━━━━━ Extrait à lire

M. AL-HARITH IDRISS AL-HARITH MOHAMED (Soudan) a indiqué que son gouvernement coopère avec la CPI, dont le Procureur est d’ailleurs en ce moment en visite dans le pays.  Il a rappelé que le Gouvernement de transition a amendé plusieurs lois pour mettre un terme à l’immunité des responsables.  La justice soudanaise enquête sur toutes les violations des droits humains commises au Darfour, a-t-il assuré.  Si on n’arrive pas à prévenir l’impunité, on risque d’encourager ces individus à poursuivre leurs actions, a-t-il relevé.  Il a assuré que le Gouvernement de transition insiste également sur la justice transitionnelle, qui est un des éléments les plus importants pour assurer l’harmonie dans la société.  Il a rappelé que Mme Bensouda, la précédente Procureure de la CPI, avait accepté les trois options proposées par le Soudan pour les affaires liées au Darfour.  La première option est de juger les suspects devant les tribunaux soudanais, la seconde est de les renvoyer devant la CPI, tandis que la troisième est de les faire comparaître devant des tribunaux hybrides appuyés par la communauté internationale.  Pour le représentant, qui a insisté sur le principe de « complémentarité judiciaire », il faut examiner les dossiers en cours afin d’établir laquelle des trois options citées s’impose pour parvenir à la justice tout en préservant la souveraineté du Soudan.

Le délégué a ensuite insisté sur la détermination du Gouvernement de transition à coopérer et collaborer, de manière fructueuse, avec le Bureau du Procureur de la CPI.  Il a dit espérer que cette coopération sera réciproque, afin de parvenir à la justice et d’offrir des réparations aux victimes.  Lutter contre l’impunité est un objectif noble et une priorité du Gouvernement de transition et un élément fondamental pour parvenir à la paix dans tout le Soudan, a-t-il assuré, en redisant que son gouvernement est déterminé à lutter contre l’impunité, notamment dans le cas de crimes de nature internationale perpétrés au Darfour.

━━━━━━━━━━
━━━━━ Informations affichées

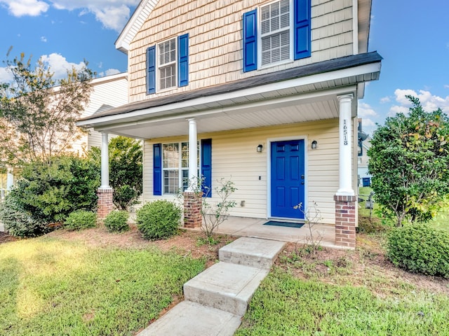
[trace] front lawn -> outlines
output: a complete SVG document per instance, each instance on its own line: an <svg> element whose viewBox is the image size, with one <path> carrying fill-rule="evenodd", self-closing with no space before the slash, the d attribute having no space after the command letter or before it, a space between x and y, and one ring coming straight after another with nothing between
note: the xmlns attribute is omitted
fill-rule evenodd
<svg viewBox="0 0 449 336"><path fill-rule="evenodd" d="M135 335L182 297L206 262L179 249L58 235L0 244L0 335Z"/></svg>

━━━━━━━━━━

== Tâches à réaliser ==
[1] Traduisez en anglais cette phrase de l'extrait : « La justice soudanaise enquête sur toutes les violations des droits humains commises au Darfour, a-t-il assuré. »
[2] Recopiez l'extrait de « Le délégué a » à « perpétrés au Darfour. ».
Ce matériel n'a aucun lien avec l'extrait.

== Problèmes résolus ==
[1] The Sudanese judiciary is investigating all the human rights violations committed in Darfur, he assured.

[2]
Le délégué a ensuite insisté sur la détermination du Gouvernement de transition à coopérer et collaborer, de manière fructueuse, avec le Bureau du Procureur de la CPI.  Il a dit espérer que cette coopération sera réciproque, afin de parvenir à la justice et d’offrir des réparations aux victimes.  Lutter contre l’impunité est un objectif noble et une priorité du Gouvernement de transition et un élément fondamental pour parvenir à la paix dans tout le Soudan, a-t-il assuré, en redisant que son gouvernement est déterminé à lutter contre l’impunité, notamment dans le cas de crimes de nature internationale perpétrés au Darfour.